(Dataset excerpts)
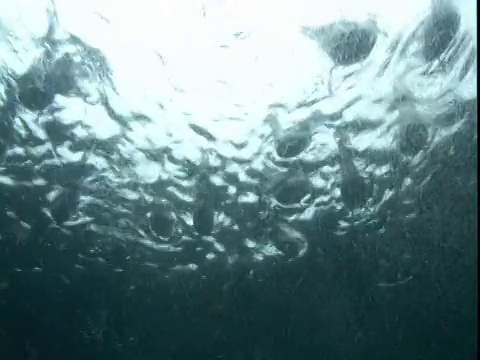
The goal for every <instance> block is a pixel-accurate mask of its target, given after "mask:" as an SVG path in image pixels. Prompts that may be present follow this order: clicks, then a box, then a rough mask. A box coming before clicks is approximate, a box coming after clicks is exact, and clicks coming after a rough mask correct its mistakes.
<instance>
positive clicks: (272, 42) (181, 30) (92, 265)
mask: <svg viewBox="0 0 480 360" xmlns="http://www.w3.org/2000/svg"><path fill="white" fill-rule="evenodd" d="M152 4H153V3H150V2H147V1H140V3H138V4H136V5H135V7H134V8H132V7H131V6H130V5H128V4H127V3H125V4H124V5H123V4H119V3H115V4H109V3H107V2H100V3H94V2H92V3H85V4H84V3H82V5H81V6H80V5H78V4H73V3H72V2H69V1H67V0H65V1H58V2H56V3H55V4H54V3H49V2H42V1H38V2H35V3H33V2H30V1H26V0H25V1H20V2H15V3H13V2H12V1H4V2H2V4H1V5H0V14H2V15H1V17H0V29H1V34H2V35H1V36H0V51H1V61H0V68H1V80H0V94H1V96H0V99H1V100H0V106H1V113H0V115H1V121H0V159H1V160H0V161H1V163H0V165H1V167H0V196H1V200H0V202H1V204H2V211H1V212H0V223H1V224H2V229H3V230H2V237H3V239H4V241H7V244H8V248H9V249H10V250H9V251H13V252H15V251H20V250H15V249H18V248H22V249H23V248H25V247H30V248H31V249H32V250H33V251H32V253H31V254H30V255H23V256H17V257H15V260H14V259H13V257H12V258H11V260H9V263H8V265H7V266H8V269H9V270H8V271H32V270H33V269H41V268H42V266H43V265H41V264H45V261H47V260H46V259H49V258H52V257H53V256H54V254H58V252H59V251H60V252H61V253H62V254H63V255H62V256H65V258H64V259H65V260H64V262H65V263H64V265H63V266H64V268H62V273H64V274H72V273H74V272H76V271H83V270H84V269H85V268H86V267H92V266H99V267H104V268H105V269H110V270H111V271H124V270H126V269H130V270H132V269H137V268H138V269H139V268H143V267H145V266H147V267H148V268H149V269H154V271H159V272H160V273H162V274H165V275H168V274H171V273H172V272H178V271H189V272H190V271H198V270H201V269H206V268H208V267H209V266H214V267H218V266H220V267H223V266H234V265H235V264H237V263H241V264H243V265H242V266H246V267H247V268H254V267H257V266H260V265H261V264H264V263H266V262H270V263H277V262H282V261H284V260H285V261H294V260H296V259H299V258H302V257H305V256H309V255H310V256H313V257H319V258H320V257H321V254H323V253H324V250H325V248H328V247H329V246H331V244H332V243H343V242H345V241H351V239H352V236H353V237H354V238H355V244H356V245H355V246H358V247H359V248H361V249H362V251H365V252H367V253H372V251H373V250H372V249H373V248H375V251H376V252H378V253H377V255H376V256H377V257H378V261H381V259H382V257H385V256H388V257H393V258H395V259H397V260H398V259H405V258H411V256H412V254H411V253H410V251H411V249H409V248H408V246H407V245H406V244H404V243H398V242H392V241H388V240H386V239H388V238H389V237H390V236H391V234H392V233H393V232H395V231H396V230H395V229H397V228H398V226H400V225H399V224H406V223H408V222H410V221H415V219H416V218H417V217H418V215H419V212H420V211H422V209H423V207H422V201H424V199H425V192H424V189H425V187H427V186H428V185H429V184H430V183H431V182H432V181H437V180H436V179H437V177H438V176H439V175H438V174H439V167H449V168H450V169H452V171H454V169H455V166H456V165H455V164H456V163H457V162H458V161H459V160H460V159H461V158H462V156H464V155H462V154H464V151H465V147H466V146H468V145H465V144H470V145H471V144H473V143H475V144H476V96H477V93H476V76H477V48H476V46H477V44H476V20H475V19H473V20H472V19H471V17H472V15H471V14H472V13H473V14H475V11H472V9H470V8H469V7H468V6H474V5H472V4H467V2H464V3H460V2H459V3H455V5H453V4H451V3H448V2H446V1H445V2H442V1H439V2H434V3H433V4H430V3H429V2H425V1H423V2H413V1H409V2H408V4H405V2H403V3H402V4H398V5H397V4H389V5H388V6H387V8H385V9H384V8H383V7H382V6H381V4H380V2H378V3H375V2H373V1H372V4H369V6H367V7H369V9H368V10H369V11H371V12H370V13H367V12H366V11H365V9H363V8H358V7H356V6H353V5H352V4H351V3H347V2H340V3H339V4H337V5H336V6H329V9H318V5H315V4H314V2H307V1H304V2H303V3H301V4H297V3H295V4H293V2H292V3H289V2H282V3H281V4H273V3H272V4H270V3H269V2H265V3H264V5H262V6H260V5H258V4H254V3H253V2H248V1H247V2H242V5H241V6H240V5H235V4H234V3H233V2H213V3H211V4H208V5H200V4H199V3H192V4H188V6H187V5H186V4H184V2H178V3H177V2H175V3H174V2H164V3H158V4H157V3H156V5H152ZM267 4H268V6H267ZM364 5H365V4H364ZM126 7H128V9H127V8H126ZM394 7H398V9H397V10H398V11H395V10H394V9H392V8H394ZM25 9H28V11H27V10H25ZM127 13H128V14H129V15H128V16H125V14H127ZM20 14H21V16H20ZM469 16H470V17H469ZM87 24H88V26H87ZM458 139H462V140H461V141H459V140H458ZM467 150H468V149H467ZM475 151H476V150H475ZM431 211H434V209H432V210H431ZM360 234H361V235H360ZM346 239H347V240H346ZM398 261H400V260H398ZM402 261H403V260H402ZM93 264H95V265H93ZM392 266H393V265H392ZM107 271H108V270H107ZM379 272H380V270H379ZM389 272H390V270H388V271H386V273H389ZM392 273H395V274H398V272H397V271H393V272H392ZM66 276H67V277H70V276H73V275H66ZM408 276H409V275H408V274H407V275H404V276H403V277H400V278H397V275H395V276H393V277H390V278H388V275H385V274H384V273H381V274H380V273H379V274H378V279H377V280H378V282H379V283H381V284H385V283H395V282H396V281H402V280H404V279H406V278H408ZM387 278H388V279H387Z"/></svg>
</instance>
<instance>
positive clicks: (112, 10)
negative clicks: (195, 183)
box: [56, 0, 430, 142]
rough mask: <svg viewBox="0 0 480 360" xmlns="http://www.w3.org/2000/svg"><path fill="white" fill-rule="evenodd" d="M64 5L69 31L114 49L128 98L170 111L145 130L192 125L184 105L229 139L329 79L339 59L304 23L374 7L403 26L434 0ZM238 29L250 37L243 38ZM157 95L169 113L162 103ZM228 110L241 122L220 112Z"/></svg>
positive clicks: (85, 4)
mask: <svg viewBox="0 0 480 360" xmlns="http://www.w3.org/2000/svg"><path fill="white" fill-rule="evenodd" d="M322 3H323V5H322V6H321V4H322ZM56 6H57V10H58V13H59V17H60V19H61V23H62V27H63V28H64V29H65V30H67V31H68V32H71V33H74V34H76V35H78V36H80V37H81V38H82V39H83V40H84V41H85V42H87V43H88V44H89V45H91V46H93V47H96V48H99V49H100V50H101V51H102V52H103V53H105V54H106V56H107V59H109V62H110V65H111V67H112V70H113V73H114V79H115V83H116V86H117V89H118V90H119V92H120V95H121V97H122V103H124V104H125V105H126V106H127V107H129V108H132V109H135V110H137V111H142V112H146V113H149V107H150V108H151V116H152V117H154V118H155V117H156V116H157V115H158V116H159V117H160V116H161V117H162V124H161V125H160V124H158V125H157V126H158V127H157V128H156V129H150V128H144V129H138V131H139V132H143V133H144V134H143V135H141V134H140V133H138V134H137V135H138V136H139V137H143V138H145V139H146V138H147V137H148V138H151V135H150V134H152V133H156V134H160V133H165V127H167V128H170V129H172V128H173V127H174V128H175V131H173V132H174V133H178V134H180V133H182V134H188V133H190V132H188V131H182V130H181V129H179V128H178V126H182V125H179V124H180V123H183V124H186V122H185V121H178V120H179V116H181V115H179V114H182V113H188V114H191V116H192V117H193V118H194V119H195V120H194V121H195V123H197V124H198V125H201V126H204V127H205V128H207V129H209V130H210V129H212V133H213V134H214V136H220V137H222V136H221V134H224V133H225V132H226V131H228V132H229V135H228V136H229V137H230V138H229V140H232V141H236V140H238V141H240V142H242V141H243V140H244V139H245V138H247V137H248V136H249V135H248V134H249V132H250V131H251V130H252V129H255V128H256V127H258V125H259V121H262V119H263V117H264V116H265V111H266V109H267V107H268V105H269V104H272V103H279V102H282V103H286V104H289V105H291V104H295V103H298V102H299V101H300V100H303V99H304V98H305V97H306V93H307V92H309V91H311V90H312V88H314V87H315V84H316V83H317V84H318V83H320V84H325V83H326V82H327V76H328V71H329V69H330V68H331V66H332V64H331V62H330V60H329V59H328V57H326V56H323V55H321V54H320V53H319V51H318V47H317V46H316V44H315V43H314V42H313V41H311V40H309V39H307V37H306V36H304V35H302V34H301V32H300V27H301V26H308V25H312V26H315V25H321V24H325V23H329V22H332V21H335V20H338V19H339V18H347V19H350V20H360V21H361V20H365V19H366V18H367V17H368V16H369V15H370V14H373V15H374V16H375V17H376V19H377V21H378V24H379V26H380V27H381V28H382V30H384V31H386V32H387V33H389V34H395V33H397V32H398V31H400V29H401V28H402V27H403V26H405V25H406V24H408V23H415V20H416V17H417V16H418V15H420V14H422V13H423V12H424V11H425V10H426V9H427V8H428V7H429V6H430V1H429V0H406V1H398V2H390V1H382V0H364V1H355V0H349V1H345V0H337V1H335V2H334V3H332V2H329V3H328V5H327V2H322V1H318V0H300V1H298V0H275V1H273V0H263V1H261V0H260V1H259V0H242V1H239V0H236V1H233V0H210V1H203V2H202V1H199V0H163V1H156V0H136V1H134V2H129V1H115V0H88V1H82V2H78V1H73V0H56ZM204 12H205V16H204ZM99 15H101V16H99ZM238 32H243V33H246V34H247V35H248V39H247V40H245V41H235V40H234V34H235V33H238ZM224 44H226V45H232V46H231V47H229V48H228V49H224V48H222V47H221V45H224ZM156 54H161V56H162V58H163V60H164V61H165V66H163V64H161V62H160V60H159V57H158V56H157V55H156ZM178 89H180V90H181V91H177V90H178ZM159 102H161V103H162V105H164V106H165V108H167V109H168V110H167V114H161V115H160V113H158V109H154V108H155V106H156V105H157V104H158V103H159ZM237 105H240V108H241V109H242V110H239V106H237ZM229 117H231V118H234V117H236V118H238V117H240V118H241V119H242V121H241V122H237V123H235V122H228V121H223V122H219V121H216V120H218V119H228V118H229ZM213 122H215V124H214V123H213ZM183 126H186V125H183ZM160 129H162V131H160ZM172 130H173V129H172ZM167 131H168V130H167ZM152 140H153V141H155V142H161V141H164V139H160V138H156V139H152ZM182 140H183V141H185V140H187V141H189V139H182ZM191 140H192V141H194V139H193V138H192V139H191ZM138 141H140V142H143V141H141V140H138Z"/></svg>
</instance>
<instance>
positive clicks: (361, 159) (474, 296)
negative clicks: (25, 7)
mask: <svg viewBox="0 0 480 360" xmlns="http://www.w3.org/2000/svg"><path fill="white" fill-rule="evenodd" d="M52 9H53V8H49V11H47V12H46V13H47V15H48V16H46V18H47V19H48V21H49V26H48V27H47V29H46V31H45V32H44V33H43V34H42V36H39V37H38V39H36V40H35V44H36V45H34V46H33V47H34V48H35V49H41V51H40V55H39V56H38V57H36V58H35V61H33V62H32V64H31V66H29V67H28V68H27V70H26V71H23V72H22V71H18V70H15V69H14V67H11V66H10V67H9V65H8V64H9V62H8V58H7V55H5V54H4V53H2V54H3V55H2V56H4V58H3V59H0V60H2V61H1V63H2V64H3V63H5V65H4V66H3V65H2V68H1V71H2V73H0V75H1V77H2V82H1V83H0V85H1V87H0V89H2V94H1V95H2V97H0V99H2V100H1V102H0V104H1V108H0V109H1V110H0V360H3V359H5V360H27V359H28V360H43V359H71V360H76V359H92V360H94V359H119V360H121V359H132V360H150V359H165V360H169V359H172V360H175V359H178V360H189V359H192V360H203V359H232V360H250V359H251V360H263V359H268V360H275V359H278V360H283V359H301V360H310V359H312V360H317V359H320V360H323V359H324V360H337V359H338V360H354V359H355V360H363V359H365V360H367V359H368V360H375V359H379V360H380V359H382V360H383V359H392V360H395V359H399V360H403V359H408V360H416V359H418V360H420V359H425V360H427V359H436V360H439V359H445V360H457V359H458V360H467V359H474V358H476V356H477V352H478V343H477V335H478V331H477V325H478V323H477V305H478V303H477V301H478V300H477V299H478V298H477V261H478V258H477V231H478V229H477V227H478V225H477V224H478V223H477V217H478V210H477V196H478V194H477V98H476V89H475V90H472V89H473V87H472V86H473V84H474V86H475V87H476V80H475V81H473V80H472V74H474V77H476V61H477V60H476V38H475V39H473V38H471V37H468V36H467V34H466V33H465V32H463V33H462V31H463V30H462V28H461V24H462V18H461V16H460V11H458V9H456V7H455V6H451V5H449V3H447V2H438V3H434V5H433V6H432V8H431V11H430V12H429V14H428V15H427V16H426V17H425V18H422V19H421V21H420V20H419V21H418V24H417V25H416V26H415V27H414V29H413V30H412V29H410V30H408V31H407V30H405V33H404V34H403V35H401V36H399V37H397V38H395V37H393V39H392V40H391V42H389V43H388V44H389V45H388V46H387V48H388V49H389V50H388V51H386V50H385V52H383V53H381V52H380V50H381V49H380V50H378V48H379V47H380V45H378V42H379V41H380V40H379V38H380V33H379V32H376V31H377V30H376V28H375V27H374V25H372V23H370V22H366V23H365V24H363V23H362V24H361V23H355V22H348V21H346V20H339V21H338V22H335V23H333V24H330V25H328V26H324V27H321V28H309V29H303V30H302V31H303V32H304V33H305V34H306V35H307V36H308V37H311V38H313V39H314V40H315V41H317V42H318V44H319V45H320V48H323V53H322V54H323V56H325V59H329V60H328V61H330V64H331V66H332V67H333V70H332V73H331V76H332V78H334V81H331V82H329V84H328V85H325V89H323V90H325V93H323V95H322V96H320V97H318V96H317V95H319V94H322V91H323V90H322V88H316V90H315V92H314V94H313V96H311V97H310V98H309V97H307V96H304V98H303V99H301V100H302V101H297V102H296V104H295V106H294V107H293V110H292V108H289V109H288V111H287V110H285V109H286V108H288V107H289V106H290V105H289V104H288V103H287V102H284V103H281V101H280V102H279V103H276V104H268V109H269V111H268V113H269V114H267V118H269V116H270V118H269V119H268V120H265V121H264V122H262V123H261V125H259V126H258V128H259V129H260V130H258V132H255V131H253V130H252V132H250V135H249V136H248V137H246V138H245V139H244V143H239V142H236V143H235V142H233V141H232V143H231V144H230V145H232V144H233V145H232V146H231V147H230V148H233V149H234V150H232V152H231V154H230V155H228V154H227V153H226V151H223V150H222V149H224V147H222V146H224V145H225V143H222V142H221V139H220V140H219V139H218V137H219V136H223V135H220V132H219V131H215V129H214V128H213V125H212V128H206V127H205V126H203V125H202V124H201V123H198V124H196V123H192V122H190V123H189V124H188V125H189V128H190V129H191V131H192V132H187V131H186V130H185V129H186V128H187V126H186V127H185V128H181V129H180V130H175V129H174V128H173V127H170V128H166V127H165V128H161V131H162V136H163V134H164V133H165V134H170V133H169V131H171V132H175V131H177V135H178V136H177V138H176V140H175V136H173V140H172V139H170V140H171V142H168V143H167V142H166V143H157V144H155V146H152V147H147V146H140V145H138V143H135V141H134V140H132V137H131V135H132V134H133V132H134V131H133V130H132V129H138V127H139V126H144V124H149V123H154V122H155V121H156V122H158V123H160V124H163V123H164V122H167V121H168V112H167V111H165V113H164V116H163V115H162V116H163V117H162V116H160V117H159V118H158V119H157V118H155V116H152V115H148V114H149V112H148V109H145V110H144V112H141V111H140V112H137V111H134V110H128V111H126V110H125V109H124V107H122V106H123V105H122V101H121V100H119V99H122V96H121V94H116V95H112V92H113V93H114V92H115V85H114V83H115V79H114V76H113V75H112V74H113V72H112V71H111V70H110V67H109V63H108V61H107V60H106V58H105V57H104V55H103V54H102V51H101V49H100V50H99V49H97V48H94V47H92V46H90V45H87V43H86V42H84V41H83V40H82V39H81V38H79V37H77V36H75V35H73V34H70V33H67V32H65V30H61V29H60V28H59V22H58V18H57V17H55V12H54V11H53V10H52ZM3 28H4V25H3V23H2V27H1V28H0V30H1V31H3ZM240 35H241V34H236V35H235V36H236V37H241V36H240ZM242 36H243V35H242ZM245 36H246V35H245ZM5 38H6V39H9V40H12V39H13V38H14V37H9V36H6V37H5ZM430 39H432V41H430ZM72 44H73V50H72V49H71V46H72ZM10 45H11V44H10ZM10 45H9V46H10ZM375 47H377V53H375V54H376V55H375V56H379V55H378V54H383V56H384V59H380V60H381V61H378V62H372V63H369V62H368V61H369V56H370V57H372V56H373V55H371V53H372V51H375ZM14 48H15V46H14V45H11V47H9V49H10V50H12V49H14ZM412 49H414V50H415V49H416V50H415V51H414V50H412ZM12 51H13V50H12ZM411 59H413V60H412V61H413V62H415V61H420V60H421V61H420V62H421V66H420V67H419V68H420V69H421V70H422V71H423V72H422V73H421V74H420V73H419V72H416V73H415V74H417V75H415V76H417V78H420V79H423V80H424V81H427V80H428V81H430V79H432V78H435V79H436V78H439V79H447V80H448V79H449V80H448V81H447V80H445V81H443V80H442V81H439V82H440V83H442V84H446V85H445V86H446V87H444V88H442V89H443V90H444V91H443V90H442V89H440V90H439V91H437V92H436V94H437V95H438V98H435V99H434V100H435V101H434V102H433V105H432V104H431V103H429V104H428V106H427V108H428V109H430V110H431V109H432V107H434V108H437V109H440V110H437V112H436V113H435V114H434V115H435V116H433V115H432V116H430V117H429V116H421V115H419V114H420V113H421V112H420V111H418V112H417V111H416V110H415V111H414V110H412V108H413V109H415V108H416V107H421V106H423V105H424V104H425V97H422V96H421V95H423V94H421V93H418V94H415V93H412V92H406V93H404V94H402V96H399V95H398V94H395V96H393V95H392V96H387V95H382V96H383V97H381V98H379V99H377V100H374V99H373V100H372V97H368V96H366V95H365V94H364V93H362V92H364V91H365V88H366V87H370V86H373V85H372V84H366V85H365V87H362V88H360V89H361V90H359V91H360V93H362V99H361V100H360V101H359V100H358V98H359V96H358V94H359V92H358V91H357V92H355V91H356V90H355V91H353V95H352V98H351V99H347V100H348V101H345V102H343V103H342V101H339V100H338V98H339V97H341V96H340V95H338V93H341V92H345V93H348V90H349V89H350V90H351V88H352V87H351V84H352V83H351V82H349V81H351V79H354V80H355V81H353V83H355V82H361V81H366V80H365V79H367V80H368V76H366V75H365V76H364V75H362V74H365V73H366V72H363V71H366V70H364V69H370V70H371V69H375V74H376V75H375V79H376V81H378V82H382V81H383V82H385V83H387V82H388V81H391V82H392V83H391V85H390V88H392V89H393V88H394V87H395V86H394V85H393V84H394V83H398V82H399V81H400V77H399V78H395V79H394V78H389V76H392V74H393V72H394V70H392V69H397V68H399V67H401V66H403V65H402V64H408V61H409V60H411ZM418 59H420V60H418ZM325 61H327V60H325ZM359 64H360V65H359ZM372 64H373V65H372ZM410 65H411V64H410ZM351 66H359V69H360V70H358V69H357V68H353V70H352V68H350V67H351ZM412 66H413V65H412ZM406 68H408V66H406ZM419 68H415V69H414V70H415V71H416V70H418V69H419ZM349 69H350V70H349ZM337 71H340V72H339V73H337ZM412 71H413V70H412ZM415 71H413V72H415ZM19 73H20V74H19ZM339 74H340V75H339ZM352 74H353V75H352ZM335 76H336V77H335ZM402 76H403V75H402ZM339 78H340V79H341V81H339V80H338V79H339ZM335 79H336V80H335ZM428 81H427V82H426V83H428ZM335 82H337V83H336V84H335ZM87 84H95V86H94V87H93V89H94V90H92V87H91V86H90V87H89V86H87ZM342 84H346V85H345V86H344V85H342ZM349 84H350V85H349ZM432 84H437V82H433V83H432ZM465 84H467V85H468V86H467V88H469V89H470V92H469V93H468V94H470V95H463V96H460V95H459V94H460V93H462V91H461V90H459V89H463V87H465ZM437 85H438V84H437ZM132 86H133V85H132ZM342 86H344V87H342ZM352 86H359V85H352ZM432 86H433V85H432ZM438 86H440V87H441V86H443V85H438ZM462 86H463V87H462ZM353 89H356V88H355V87H353ZM357 90H358V89H357ZM414 90H418V89H414ZM452 93H453V94H454V96H450V95H451V94H452ZM464 93H465V92H464ZM464 93H463V94H464ZM325 94H327V95H325ZM445 94H447V95H445ZM449 94H450V95H449ZM472 94H473V95H472ZM342 96H343V95H342ZM159 97H161V96H160V95H159ZM347 98H348V96H347ZM112 99H115V101H116V102H115V101H114V100H112ZM324 99H327V100H328V99H334V101H333V102H332V103H334V107H335V109H334V110H335V111H333V112H329V113H328V114H329V115H328V114H326V112H325V111H323V110H322V111H320V114H319V108H316V106H317V105H319V104H323V102H322V100H324ZM430 100H431V99H430ZM430 100H429V101H430ZM162 101H164V100H162ZM205 101H207V100H205ZM430 102H431V101H430ZM78 103H82V104H87V105H85V106H86V108H87V110H88V109H90V108H89V106H91V107H92V108H93V107H96V108H101V109H102V111H103V112H100V113H93V112H88V113H87V110H85V111H83V112H82V109H83V110H84V109H85V108H83V107H81V106H80V107H79V106H78ZM167 103H168V102H167V101H166V100H165V103H164V104H162V103H161V102H159V103H157V104H156V106H158V107H159V108H162V109H163V108H166V107H168V105H166V104H167ZM378 103H382V104H383V105H384V107H385V109H386V110H385V113H382V115H381V116H379V117H378V118H375V117H374V116H373V115H372V117H371V118H367V117H362V116H358V119H356V121H351V119H352V115H351V113H349V111H350V110H351V109H355V111H357V112H358V111H359V110H358V106H357V105H356V104H363V105H361V106H363V107H365V110H364V112H365V113H374V112H375V111H376V110H374V106H377V105H378ZM82 106H84V105H82ZM355 106H357V107H355ZM359 106H360V105H359ZM305 109H308V111H307V112H306V114H307V115H305V113H302V111H305ZM405 109H406V110H405ZM394 110H398V111H399V113H400V115H402V114H403V116H404V117H403V118H401V117H400V120H398V118H397V120H396V121H394V120H391V119H392V116H391V114H392V112H393V111H394ZM89 111H90V110H89ZM297 111H298V112H297ZM352 111H353V110H352ZM282 112H283V113H282ZM299 112H300V113H301V114H304V115H301V116H299V115H298V113H299ZM285 113H288V114H297V115H295V116H296V117H297V118H298V117H301V118H302V119H303V121H300V122H298V123H297V124H296V125H292V126H290V127H288V130H289V131H284V129H285V128H286V127H285V126H283V125H280V122H279V121H278V119H276V120H275V119H274V120H272V118H271V114H276V115H274V116H277V115H278V114H280V115H278V118H282V116H283V118H285V116H286V115H281V114H285ZM105 114H106V115H105ZM405 114H406V115H405ZM177 115H178V118H180V113H178V114H177ZM237 115H238V114H237ZM244 115H245V119H244V123H245V124H247V120H246V118H248V117H249V116H247V115H248V114H247V113H244ZM102 116H103V117H102ZM238 116H239V117H240V118H241V116H240V115H238ZM354 117H355V116H354ZM87 118H88V119H90V120H89V121H88V124H86V122H87V121H86V119H87ZM107 118H108V119H110V120H111V121H112V123H114V124H116V126H117V127H116V129H120V130H118V132H115V131H111V129H110V128H108V126H109V125H108V124H109V122H108V121H107V120H108V119H107ZM380 118H381V121H380V120H379V119H380ZM152 119H153V120H152ZM386 119H389V120H386ZM178 121H179V122H180V120H178ZM226 121H230V124H231V126H234V125H233V124H234V123H235V122H238V119H233V118H229V119H227V120H226ZM100 124H102V125H105V124H107V125H105V127H104V128H103V129H107V128H108V129H110V130H108V129H107V130H108V131H111V133H110V134H111V135H102V134H101V131H100V130H97V131H91V130H92V129H95V127H96V126H99V125H100ZM379 124H380V125H379ZM162 126H163V125H162ZM245 126H247V125H245ZM99 127H100V126H99ZM255 127H256V126H254V128H255ZM108 131H107V132H108ZM182 131H183V132H182ZM146 132H148V130H146ZM193 133H194V134H196V135H195V136H198V137H199V138H202V139H203V140H205V141H206V142H207V143H208V144H210V147H208V149H207V150H205V147H203V148H202V146H200V145H198V146H197V145H196V144H197V142H196V141H197V140H196V139H197V138H196V137H192V134H193ZM265 133H269V134H270V135H269V136H265ZM378 133H380V135H378ZM112 134H113V135H112ZM365 134H367V135H368V136H369V137H368V139H369V142H370V143H369V144H368V146H366V147H365V146H363V145H361V144H360V140H361V139H363V138H362V136H364V135H365ZM375 134H376V135H375ZM165 136H167V135H165ZM168 136H170V135H168ZM225 136H226V137H235V136H236V132H235V131H230V130H229V131H228V132H227V133H226V135H225ZM179 139H181V141H180V140H179ZM192 139H193V140H192ZM258 139H259V143H260V144H262V143H263V144H264V145H260V146H259V147H258V149H257V152H252V153H251V154H250V155H249V156H245V152H247V151H250V150H249V149H250V148H251V147H252V146H253V145H252V144H255V143H256V141H257V140H258ZM391 139H393V140H391ZM174 140H175V141H174ZM383 141H384V143H382V142H383ZM192 144H193V145H192ZM331 144H333V146H330V145H331ZM359 144H360V145H359ZM382 144H383V145H382ZM189 146H190V147H189ZM192 149H193V150H195V149H196V150H198V151H196V152H195V151H194V153H195V154H197V155H198V154H200V155H198V156H197V155H195V156H191V157H190V156H189V154H190V153H191V150H192ZM245 149H247V150H245ZM265 149H267V150H265ZM222 151H223V152H222ZM179 153H180V155H179ZM139 155H142V156H143V157H140V156H139ZM144 158H145V159H147V160H148V161H149V162H147V163H146V164H147V165H146V166H145V167H146V168H147V169H149V170H151V171H153V170H152V169H154V168H155V166H154V165H155V164H157V165H158V164H161V170H160V172H159V174H157V175H156V176H155V180H153V181H150V180H146V178H147V176H144V177H142V176H143V175H141V174H140V171H139V170H138V168H139V167H140V164H141V163H142V161H144ZM312 159H313V160H312ZM257 160H258V163H256V161H257ZM259 163H260V165H258V164H259ZM232 169H233V170H232ZM238 169H240V170H238ZM382 169H383V170H382ZM384 169H387V170H384ZM147 172H148V171H147ZM153 172H154V171H153ZM143 174H144V173H143ZM232 189H234V190H232ZM232 194H233V195H232ZM247 195H248V196H247ZM247 198H251V199H254V200H251V201H250V200H249V201H247V200H242V199H247Z"/></svg>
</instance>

▸ Assigned task
For each line in the records that contains the word "clicks", make a copy.

▸ Exercise answer
The goal for every <instance> block is a pixel-accurate mask of its target, given after "mask:" as an SVG path in image pixels. Prompts that may be present follow this order: clicks, then a box, then a rough mask. A box coming before clicks is approximate, a box coming after clicks is exact, and clicks coming after a rough mask correct its mistakes.
positive clicks: (272, 42) (181, 30) (92, 265)
positive clicks: (112, 10)
negative clicks: (195, 183)
positive clicks: (85, 4)
positive clicks: (361, 159) (474, 296)
negative clicks: (25, 7)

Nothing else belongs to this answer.